[Point localization data]
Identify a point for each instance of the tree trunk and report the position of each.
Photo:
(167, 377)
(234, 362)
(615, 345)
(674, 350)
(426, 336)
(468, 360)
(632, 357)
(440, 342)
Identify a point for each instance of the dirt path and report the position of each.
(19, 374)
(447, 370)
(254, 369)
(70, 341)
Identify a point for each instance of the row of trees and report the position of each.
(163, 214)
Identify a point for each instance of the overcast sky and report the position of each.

TASK GOAL:
Copy each line of the records verbatim.

EXPECTED OUTPUT:
Identify a point for each instance of the tree trunk and report the position of each.
Photo:
(167, 377)
(234, 362)
(615, 345)
(674, 350)
(426, 336)
(468, 360)
(632, 357)
(440, 342)
Identify a point for each instance of the dirt path and report the position of each.
(19, 374)
(447, 370)
(254, 369)
(70, 341)
Identify a point for each instance of the row of trees and report the position of each.
(163, 214)
Identify a point for each instance of the overcast sky and report the position of each.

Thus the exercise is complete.